■ What is being asked: Please quote every one of the lines below word for word, leaving the pictures out of your answer.
>> start Task inputs
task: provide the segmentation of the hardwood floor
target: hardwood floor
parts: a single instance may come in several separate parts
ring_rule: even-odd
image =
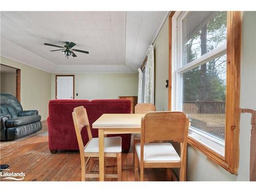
>> end Task inputs
■ Answer to this exercise:
task: provide the segmentation of the hardwood floor
target: hardwood floor
parts: a single instance may come in several separate parts
ring_rule: even-odd
image =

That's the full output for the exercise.